> **Job A**:
Count the lines in the records that contain the string "tail", and give only that number.

> **Text shown**:
——

# which rod blank



## littlezac (Jun 25, 2009)

I'm going to get a rod done for me but which rod blank should i get for kings, i would like it to be 8 foot or something close to that maybe 9.


----------



## wrightackle (Oct 29, 2007)

I probably should leave this question to the guys that are building rods now. But it got me to thinking about blanks I used to use and wondering if they were still available. I was surprised to find you can still get the Lamiglas mb 113 3f blank from mudhole. That is a 9'3" extra fast taper blank that would make a neat king rod. You could trim a little off the butt if the length is a problem. Off the pier it would be a nice rod. You could even take the tip down a couple of inches to throw a little heavier bait.


----------



## Linda (Oct 2, 2007)

I used to use the blank alot when i ordered from merrick tackle. The bt model is also a good king rod, Its a touch slower then the mb's. I got the impression they were being discontinued when mudhole ran a clearance sale on them a few months back. I hope not, becausethose blanks are the closest to the t series gators i know of.


----------



## User6882 (Feb 4, 2009)

i personally like gator blanks for king rods


----------



## Matt09 (Jun 6, 2008)

——

> **Dataset rows**:
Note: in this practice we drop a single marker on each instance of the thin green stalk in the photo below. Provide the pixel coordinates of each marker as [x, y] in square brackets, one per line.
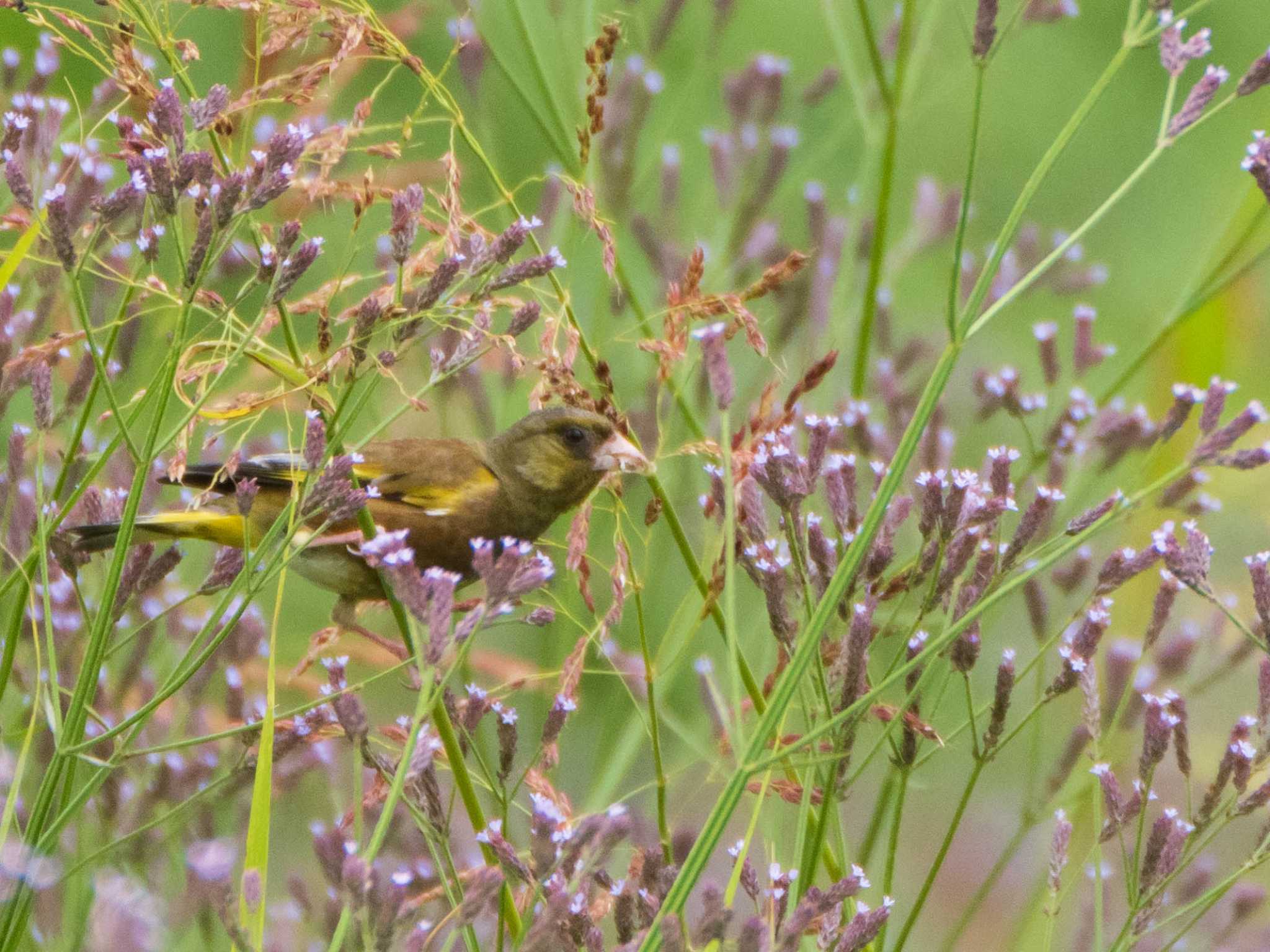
[986, 888]
[879, 70]
[882, 214]
[964, 213]
[1180, 316]
[735, 726]
[60, 765]
[664, 826]
[888, 879]
[804, 653]
[1014, 220]
[940, 856]
[876, 818]
[1057, 254]
[424, 702]
[100, 372]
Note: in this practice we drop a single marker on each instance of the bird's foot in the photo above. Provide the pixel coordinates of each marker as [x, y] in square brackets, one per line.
[345, 615]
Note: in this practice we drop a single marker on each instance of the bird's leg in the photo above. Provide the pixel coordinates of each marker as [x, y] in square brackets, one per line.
[345, 615]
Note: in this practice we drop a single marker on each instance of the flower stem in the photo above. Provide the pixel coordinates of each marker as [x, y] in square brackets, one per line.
[940, 856]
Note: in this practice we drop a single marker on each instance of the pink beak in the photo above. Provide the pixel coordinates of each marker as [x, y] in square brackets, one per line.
[620, 454]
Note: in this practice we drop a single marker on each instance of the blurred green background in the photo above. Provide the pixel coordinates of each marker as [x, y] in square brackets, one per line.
[1155, 244]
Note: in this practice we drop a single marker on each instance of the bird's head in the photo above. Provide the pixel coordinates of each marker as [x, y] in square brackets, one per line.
[563, 452]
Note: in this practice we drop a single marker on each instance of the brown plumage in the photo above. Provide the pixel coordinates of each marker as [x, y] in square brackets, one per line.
[445, 491]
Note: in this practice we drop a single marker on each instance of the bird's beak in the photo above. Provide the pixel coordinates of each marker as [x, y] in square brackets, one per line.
[620, 454]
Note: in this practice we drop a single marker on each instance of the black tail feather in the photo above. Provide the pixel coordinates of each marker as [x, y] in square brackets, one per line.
[215, 478]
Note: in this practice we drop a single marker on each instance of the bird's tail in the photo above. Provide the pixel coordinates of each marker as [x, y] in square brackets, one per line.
[206, 524]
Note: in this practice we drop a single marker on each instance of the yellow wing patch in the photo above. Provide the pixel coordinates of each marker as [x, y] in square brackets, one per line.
[442, 500]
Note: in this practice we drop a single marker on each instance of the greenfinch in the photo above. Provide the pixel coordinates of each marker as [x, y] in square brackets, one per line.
[443, 491]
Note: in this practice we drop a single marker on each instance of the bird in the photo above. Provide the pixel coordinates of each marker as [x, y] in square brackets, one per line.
[445, 493]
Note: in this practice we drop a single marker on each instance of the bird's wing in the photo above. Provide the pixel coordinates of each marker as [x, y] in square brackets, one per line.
[437, 477]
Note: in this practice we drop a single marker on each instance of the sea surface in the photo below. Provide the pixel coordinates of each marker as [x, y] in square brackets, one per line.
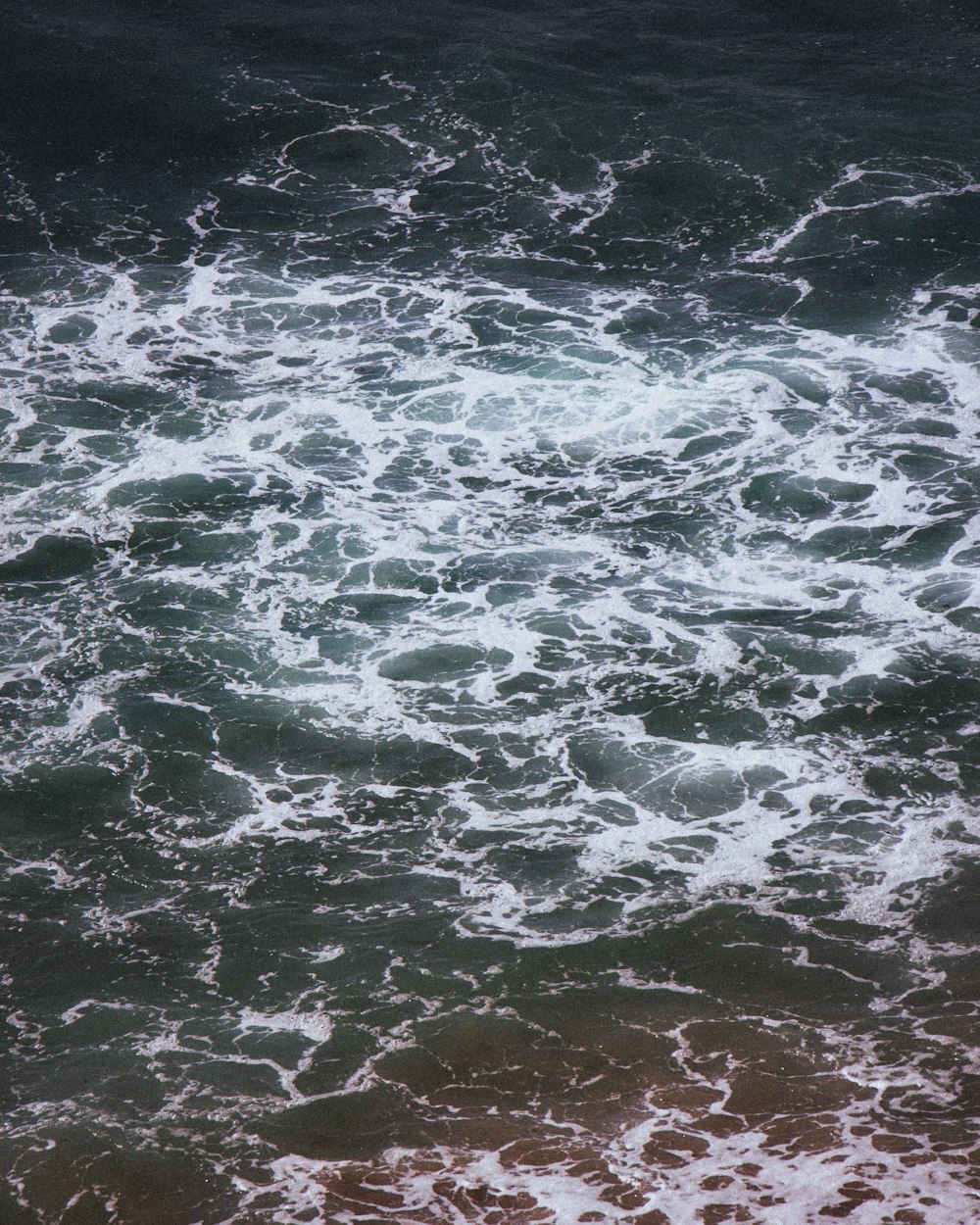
[490, 579]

——

> **Job B**:
Copy the part of the forum thread that begins at the words "## wrightackle (Oct" and stops after "little heavier bait.", replacing "pier" with "jetty".

> **Answer A**:
2

> **Answer B**:
## wrightackle (Oct 29, 2007)

I probably should leave this question to the guys that are building rods now. But it got me to thinking about blanks I used to use and wondering if they were still available. I was surprised to find you can still get the Lamiglas mb 113 3f blank from mudhole. That is a 9'3" extra fast taper blank that would make a neat king rod. You could trim a little off the butt if the length is a problem. Off the jetty it would be a nice rod. You could even take the tip down a couple of inches to throw a little heavier bait.